MATERIAL FOR THE TASK =>
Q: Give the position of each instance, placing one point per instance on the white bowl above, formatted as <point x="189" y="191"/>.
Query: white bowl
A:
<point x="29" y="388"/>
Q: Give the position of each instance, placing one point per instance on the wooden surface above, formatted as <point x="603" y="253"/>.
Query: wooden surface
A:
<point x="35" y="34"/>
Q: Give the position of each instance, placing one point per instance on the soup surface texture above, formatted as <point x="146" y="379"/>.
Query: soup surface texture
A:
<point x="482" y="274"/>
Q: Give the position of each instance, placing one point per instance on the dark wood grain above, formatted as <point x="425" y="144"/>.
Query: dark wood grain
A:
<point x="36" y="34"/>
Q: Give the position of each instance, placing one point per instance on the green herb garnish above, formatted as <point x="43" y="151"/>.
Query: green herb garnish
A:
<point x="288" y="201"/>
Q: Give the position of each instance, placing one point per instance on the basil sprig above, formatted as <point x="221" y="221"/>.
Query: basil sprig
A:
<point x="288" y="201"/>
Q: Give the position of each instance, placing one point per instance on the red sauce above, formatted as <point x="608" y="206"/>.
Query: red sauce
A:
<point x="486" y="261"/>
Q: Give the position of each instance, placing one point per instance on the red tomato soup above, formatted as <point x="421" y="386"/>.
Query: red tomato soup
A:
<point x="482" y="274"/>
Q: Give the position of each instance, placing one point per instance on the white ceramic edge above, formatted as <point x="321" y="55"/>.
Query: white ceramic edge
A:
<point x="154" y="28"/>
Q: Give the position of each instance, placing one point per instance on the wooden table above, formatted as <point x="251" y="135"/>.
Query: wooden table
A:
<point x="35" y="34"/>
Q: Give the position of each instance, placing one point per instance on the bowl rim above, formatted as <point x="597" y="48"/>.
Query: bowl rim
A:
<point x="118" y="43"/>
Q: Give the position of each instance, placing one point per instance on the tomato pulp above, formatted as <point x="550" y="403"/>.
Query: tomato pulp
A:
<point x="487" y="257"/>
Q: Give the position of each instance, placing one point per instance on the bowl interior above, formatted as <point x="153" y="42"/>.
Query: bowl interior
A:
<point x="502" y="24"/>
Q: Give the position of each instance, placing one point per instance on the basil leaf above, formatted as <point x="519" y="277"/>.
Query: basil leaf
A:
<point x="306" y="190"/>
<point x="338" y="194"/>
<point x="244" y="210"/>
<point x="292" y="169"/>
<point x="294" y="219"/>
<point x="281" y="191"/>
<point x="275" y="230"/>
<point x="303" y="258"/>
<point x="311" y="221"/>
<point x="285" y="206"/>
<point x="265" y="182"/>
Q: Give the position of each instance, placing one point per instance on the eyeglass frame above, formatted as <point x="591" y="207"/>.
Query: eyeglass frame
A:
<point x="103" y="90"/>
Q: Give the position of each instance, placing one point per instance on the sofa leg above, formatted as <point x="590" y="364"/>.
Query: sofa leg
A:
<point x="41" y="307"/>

EXERCISE =>
Each line of the material above needs repeating verbatim.

RESPONSE TO THIS EXERCISE =>
Q: Give the position of each instance, placing one point per instance on the white bowl above, formatted as <point x="189" y="191"/>.
Query: white bowl
A:
<point x="29" y="388"/>
Q: Give the position of each instance, placing one point per instance on the wooden surface above, formatted as <point x="603" y="253"/>.
Query: wooden surface
A:
<point x="35" y="34"/>
Q: Give the position of each instance, placing one point per instance on the soup surface texture above, formatted as <point x="146" y="379"/>.
Query: soup surface texture
A:
<point x="482" y="274"/>
Q: Give the position of each instance, placing one point per instance on the dark wood grain above, formatted as <point x="425" y="144"/>.
Query: dark wood grain
A:
<point x="36" y="34"/>
Q: Give the position of each instance, placing one point per instance on the green herb garnish above, formatted as <point x="43" y="151"/>.
Query: green herb garnish
A:
<point x="288" y="201"/>
Q: Give the position of each instance, placing one point per instance on the basil sprig above, formatted as <point x="221" y="221"/>.
Query: basil sprig
A:
<point x="288" y="201"/>
Q: Give the position of each instance, placing one point per instance on the red sauce above, formatted as <point x="608" y="206"/>.
Query: red sauce
A:
<point x="486" y="261"/>
Q: Give the position of each instance, placing one point per instance on the red tomato soup above, formatted as <point x="421" y="386"/>.
Query: red tomato soup
A:
<point x="482" y="274"/>
Q: Give the position of each instance, placing one point per instance on the white ceramic edge above, formatted as <point x="321" y="55"/>.
Query: white ceramic edge
A:
<point x="154" y="28"/>
Q: Give the position of each instance, placing one point per instance on the wooden table above, formatted as <point x="251" y="135"/>.
Query: wooden table
A:
<point x="35" y="34"/>
Q: Give the position of each instance, placing one point per instance on the bowl rim above, formatted as <point x="597" y="48"/>.
Query: bowl rim
A:
<point x="118" y="43"/>
Q: Give the position of each instance, placing one point per instance on the tomato pulp above, formatted as <point x="550" y="403"/>.
Query: tomato pulp
A:
<point x="487" y="257"/>
Q: Give the position of each instance, placing one point per instance on the bowl interior above, formatted as <point x="153" y="42"/>.
Query: bowl interior
A:
<point x="502" y="24"/>
Q: Give the position of each instance, placing one point per instance on the basil leaf above, formatted as <point x="519" y="277"/>.
Query: basil leaf
A:
<point x="306" y="190"/>
<point x="338" y="194"/>
<point x="244" y="210"/>
<point x="292" y="169"/>
<point x="294" y="219"/>
<point x="281" y="191"/>
<point x="275" y="230"/>
<point x="303" y="258"/>
<point x="311" y="221"/>
<point x="285" y="206"/>
<point x="265" y="182"/>
Q: Give the position of each instance, placing one point per instance on the eyeglass frame above, formatted as <point x="591" y="207"/>.
Query: eyeglass frame
A:
<point x="103" y="90"/>
Q: Give the position of each instance, placing one point per instance on the sofa leg above, formatted as <point x="590" y="364"/>.
Query: sofa leg
A:
<point x="41" y="307"/>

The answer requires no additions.